• **Exercise**
The entries are to be given again in full. Every word must match.

Free-text object descriptions
───

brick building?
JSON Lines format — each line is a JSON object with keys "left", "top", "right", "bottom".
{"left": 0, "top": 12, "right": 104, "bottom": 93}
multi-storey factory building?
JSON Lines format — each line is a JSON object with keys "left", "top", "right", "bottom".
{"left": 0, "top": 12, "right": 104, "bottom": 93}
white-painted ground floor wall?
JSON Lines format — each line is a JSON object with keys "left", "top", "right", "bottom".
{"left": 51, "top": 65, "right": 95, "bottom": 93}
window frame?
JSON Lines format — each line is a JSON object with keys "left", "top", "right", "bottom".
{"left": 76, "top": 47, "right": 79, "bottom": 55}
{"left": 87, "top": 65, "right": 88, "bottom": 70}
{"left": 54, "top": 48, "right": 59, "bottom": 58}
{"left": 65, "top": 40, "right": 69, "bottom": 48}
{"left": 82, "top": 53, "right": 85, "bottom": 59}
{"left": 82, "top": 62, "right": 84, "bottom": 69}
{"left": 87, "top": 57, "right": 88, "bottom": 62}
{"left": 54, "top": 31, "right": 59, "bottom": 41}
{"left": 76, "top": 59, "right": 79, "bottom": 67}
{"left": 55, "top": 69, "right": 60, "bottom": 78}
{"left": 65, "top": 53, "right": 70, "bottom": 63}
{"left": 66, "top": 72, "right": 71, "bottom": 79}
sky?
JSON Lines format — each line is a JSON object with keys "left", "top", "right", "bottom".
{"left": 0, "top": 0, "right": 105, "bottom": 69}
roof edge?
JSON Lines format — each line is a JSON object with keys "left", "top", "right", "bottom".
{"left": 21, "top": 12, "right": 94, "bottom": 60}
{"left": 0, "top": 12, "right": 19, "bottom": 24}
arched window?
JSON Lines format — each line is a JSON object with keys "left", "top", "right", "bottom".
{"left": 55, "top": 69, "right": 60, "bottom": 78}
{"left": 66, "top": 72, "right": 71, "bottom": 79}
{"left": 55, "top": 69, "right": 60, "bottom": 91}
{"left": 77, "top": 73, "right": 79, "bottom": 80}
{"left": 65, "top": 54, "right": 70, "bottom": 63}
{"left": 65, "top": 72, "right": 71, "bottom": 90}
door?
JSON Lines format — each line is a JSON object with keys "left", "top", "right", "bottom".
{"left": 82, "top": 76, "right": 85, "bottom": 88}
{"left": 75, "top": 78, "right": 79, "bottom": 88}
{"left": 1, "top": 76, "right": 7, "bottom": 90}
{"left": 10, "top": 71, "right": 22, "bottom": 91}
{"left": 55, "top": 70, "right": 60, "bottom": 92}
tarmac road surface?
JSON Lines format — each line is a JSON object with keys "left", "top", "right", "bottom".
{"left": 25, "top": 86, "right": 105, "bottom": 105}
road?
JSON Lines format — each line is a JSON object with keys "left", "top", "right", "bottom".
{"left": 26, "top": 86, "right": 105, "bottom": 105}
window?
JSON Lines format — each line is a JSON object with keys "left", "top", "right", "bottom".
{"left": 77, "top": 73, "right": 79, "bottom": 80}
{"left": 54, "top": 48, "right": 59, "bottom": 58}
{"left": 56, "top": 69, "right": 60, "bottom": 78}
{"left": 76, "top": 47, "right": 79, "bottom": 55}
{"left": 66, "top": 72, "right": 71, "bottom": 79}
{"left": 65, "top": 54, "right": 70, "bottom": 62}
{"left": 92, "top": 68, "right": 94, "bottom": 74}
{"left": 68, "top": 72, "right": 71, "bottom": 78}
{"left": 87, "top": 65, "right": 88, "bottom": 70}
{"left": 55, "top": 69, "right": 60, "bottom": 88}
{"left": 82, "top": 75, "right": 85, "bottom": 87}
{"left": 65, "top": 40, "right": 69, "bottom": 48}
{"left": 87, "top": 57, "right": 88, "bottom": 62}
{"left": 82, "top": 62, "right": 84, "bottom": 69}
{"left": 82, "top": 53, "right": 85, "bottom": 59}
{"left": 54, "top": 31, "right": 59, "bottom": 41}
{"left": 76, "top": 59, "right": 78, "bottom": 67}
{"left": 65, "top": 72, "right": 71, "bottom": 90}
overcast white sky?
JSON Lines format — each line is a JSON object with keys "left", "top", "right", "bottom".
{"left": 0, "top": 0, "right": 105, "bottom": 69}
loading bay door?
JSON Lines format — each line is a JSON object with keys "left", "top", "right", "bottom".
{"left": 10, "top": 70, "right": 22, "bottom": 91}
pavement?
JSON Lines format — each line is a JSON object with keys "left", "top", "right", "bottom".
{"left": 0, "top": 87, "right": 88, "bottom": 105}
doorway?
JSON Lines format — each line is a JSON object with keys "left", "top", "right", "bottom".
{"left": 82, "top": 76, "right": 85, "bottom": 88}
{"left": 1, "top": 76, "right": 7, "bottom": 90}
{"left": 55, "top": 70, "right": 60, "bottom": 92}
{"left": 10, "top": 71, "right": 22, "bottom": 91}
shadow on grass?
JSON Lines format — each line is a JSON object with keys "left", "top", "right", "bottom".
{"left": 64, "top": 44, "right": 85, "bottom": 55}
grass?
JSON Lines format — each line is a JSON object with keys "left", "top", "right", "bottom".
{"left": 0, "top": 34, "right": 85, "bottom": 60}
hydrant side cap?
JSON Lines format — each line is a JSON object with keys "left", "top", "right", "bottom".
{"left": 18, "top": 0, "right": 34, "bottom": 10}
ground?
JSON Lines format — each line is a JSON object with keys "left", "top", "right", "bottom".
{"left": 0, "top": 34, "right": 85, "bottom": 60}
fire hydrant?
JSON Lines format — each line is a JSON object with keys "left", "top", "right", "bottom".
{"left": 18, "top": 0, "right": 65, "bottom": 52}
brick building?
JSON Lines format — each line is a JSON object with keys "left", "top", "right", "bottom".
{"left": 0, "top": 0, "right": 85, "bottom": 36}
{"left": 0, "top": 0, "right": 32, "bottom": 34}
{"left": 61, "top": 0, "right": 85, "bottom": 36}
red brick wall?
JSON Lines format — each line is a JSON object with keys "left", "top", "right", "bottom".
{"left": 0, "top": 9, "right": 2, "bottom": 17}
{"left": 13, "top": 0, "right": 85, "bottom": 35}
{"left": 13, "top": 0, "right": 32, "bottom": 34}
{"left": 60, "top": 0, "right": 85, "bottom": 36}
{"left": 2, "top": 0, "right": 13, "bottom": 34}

───

• **Solved exercise**
brick building?
JSON Lines format — each line is a JSON object with keys "left", "top", "right", "bottom".
{"left": 0, "top": 12, "right": 104, "bottom": 93}
multi-storey factory building?
JSON Lines format — each line is a JSON object with keys "left", "top", "right", "bottom".
{"left": 0, "top": 12, "right": 104, "bottom": 93}
white-painted ground floor wall?
JSON Lines format — each line is a JSON object with keys "left", "top", "right", "bottom".
{"left": 51, "top": 65, "right": 95, "bottom": 93}
window frame?
JSON Lines format — each line is a JSON object with keys "left", "top", "right", "bottom".
{"left": 76, "top": 47, "right": 79, "bottom": 55}
{"left": 87, "top": 65, "right": 88, "bottom": 70}
{"left": 54, "top": 48, "right": 59, "bottom": 58}
{"left": 65, "top": 40, "right": 69, "bottom": 48}
{"left": 82, "top": 53, "right": 85, "bottom": 59}
{"left": 82, "top": 62, "right": 84, "bottom": 69}
{"left": 87, "top": 57, "right": 88, "bottom": 62}
{"left": 54, "top": 31, "right": 59, "bottom": 41}
{"left": 76, "top": 59, "right": 79, "bottom": 67}
{"left": 55, "top": 69, "right": 60, "bottom": 78}
{"left": 65, "top": 53, "right": 70, "bottom": 63}
{"left": 66, "top": 72, "right": 71, "bottom": 79}
sky?
JSON Lines format — each line is a JSON object with keys "left", "top", "right", "bottom".
{"left": 0, "top": 0, "right": 105, "bottom": 69}
roof edge?
JSON Lines format — each line is a JSON object with keys "left", "top", "right", "bottom".
{"left": 21, "top": 12, "right": 94, "bottom": 60}
{"left": 0, "top": 12, "right": 19, "bottom": 24}
arched window?
JSON Lines format — each line is a JSON object with keys "left", "top", "right", "bottom".
{"left": 55, "top": 69, "right": 60, "bottom": 78}
{"left": 66, "top": 72, "right": 71, "bottom": 79}
{"left": 55, "top": 69, "right": 60, "bottom": 91}
{"left": 77, "top": 73, "right": 79, "bottom": 80}
{"left": 65, "top": 54, "right": 70, "bottom": 63}
{"left": 65, "top": 72, "right": 71, "bottom": 90}
door?
JSON Lines format — each line is a JSON object with keys "left", "top", "right", "bottom".
{"left": 82, "top": 76, "right": 85, "bottom": 88}
{"left": 75, "top": 78, "right": 79, "bottom": 88}
{"left": 1, "top": 76, "right": 7, "bottom": 90}
{"left": 10, "top": 71, "right": 22, "bottom": 91}
{"left": 55, "top": 70, "right": 60, "bottom": 92}
tarmac road surface?
JSON Lines format — each line is a JSON object with keys "left", "top", "right", "bottom".
{"left": 25, "top": 86, "right": 105, "bottom": 105}
road?
JSON Lines format — each line is a JSON object with keys "left", "top", "right", "bottom".
{"left": 26, "top": 86, "right": 105, "bottom": 105}
window?
JSON Lines format — each line is a JSON object with keys "left", "top", "right", "bottom".
{"left": 77, "top": 73, "right": 79, "bottom": 80}
{"left": 54, "top": 48, "right": 59, "bottom": 58}
{"left": 56, "top": 69, "right": 60, "bottom": 78}
{"left": 76, "top": 47, "right": 79, "bottom": 55}
{"left": 66, "top": 72, "right": 71, "bottom": 79}
{"left": 65, "top": 54, "right": 70, "bottom": 62}
{"left": 92, "top": 68, "right": 94, "bottom": 74}
{"left": 68, "top": 72, "right": 71, "bottom": 78}
{"left": 87, "top": 65, "right": 88, "bottom": 70}
{"left": 55, "top": 69, "right": 60, "bottom": 88}
{"left": 82, "top": 75, "right": 85, "bottom": 87}
{"left": 65, "top": 40, "right": 69, "bottom": 48}
{"left": 87, "top": 57, "right": 88, "bottom": 62}
{"left": 82, "top": 62, "right": 84, "bottom": 69}
{"left": 82, "top": 53, "right": 85, "bottom": 59}
{"left": 54, "top": 31, "right": 59, "bottom": 41}
{"left": 76, "top": 59, "right": 78, "bottom": 67}
{"left": 65, "top": 72, "right": 71, "bottom": 90}
overcast white sky?
JSON Lines format — each line is a JSON object with keys "left", "top", "right", "bottom".
{"left": 0, "top": 0, "right": 105, "bottom": 69}
loading bay door?
JSON Lines format — each line is a JSON object with keys "left", "top", "right", "bottom".
{"left": 10, "top": 70, "right": 22, "bottom": 91}
pavement?
JSON Lines format — each line is a JSON object with keys "left", "top", "right", "bottom".
{"left": 0, "top": 87, "right": 88, "bottom": 105}
doorway?
JSON Lines format — each line is a JSON object with keys "left", "top", "right", "bottom".
{"left": 82, "top": 76, "right": 85, "bottom": 88}
{"left": 1, "top": 76, "right": 7, "bottom": 90}
{"left": 55, "top": 70, "right": 60, "bottom": 92}
{"left": 10, "top": 71, "right": 22, "bottom": 91}
shadow on grass?
JSON Lines format — each line is a JSON object with keys "left", "top", "right", "bottom".
{"left": 64, "top": 44, "right": 85, "bottom": 55}
grass?
JSON Lines format — each line is a JSON object with keys "left", "top", "right", "bottom".
{"left": 0, "top": 34, "right": 85, "bottom": 60}
hydrant side cap?
JSON Lines format — each line is a JSON object with keys "left", "top", "right", "bottom".
{"left": 18, "top": 0, "right": 34, "bottom": 10}
ground?
JSON Lines format — each line is a JSON object with keys "left", "top", "right", "bottom".
{"left": 0, "top": 34, "right": 85, "bottom": 60}
fire hydrant?
JSON Lines format — each line is a JSON object with keys "left", "top", "right", "bottom".
{"left": 18, "top": 0, "right": 65, "bottom": 52}
brick building?
JSON Lines format — each line is a JSON object with keys "left", "top", "right", "bottom".
{"left": 0, "top": 0, "right": 85, "bottom": 36}
{"left": 0, "top": 0, "right": 32, "bottom": 34}
{"left": 61, "top": 0, "right": 85, "bottom": 36}
red brick wall?
JSON Lines format — each line is a JSON object with keys "left", "top", "right", "bottom".
{"left": 0, "top": 9, "right": 2, "bottom": 17}
{"left": 13, "top": 0, "right": 85, "bottom": 35}
{"left": 13, "top": 0, "right": 32, "bottom": 34}
{"left": 60, "top": 0, "right": 85, "bottom": 36}
{"left": 2, "top": 0, "right": 13, "bottom": 34}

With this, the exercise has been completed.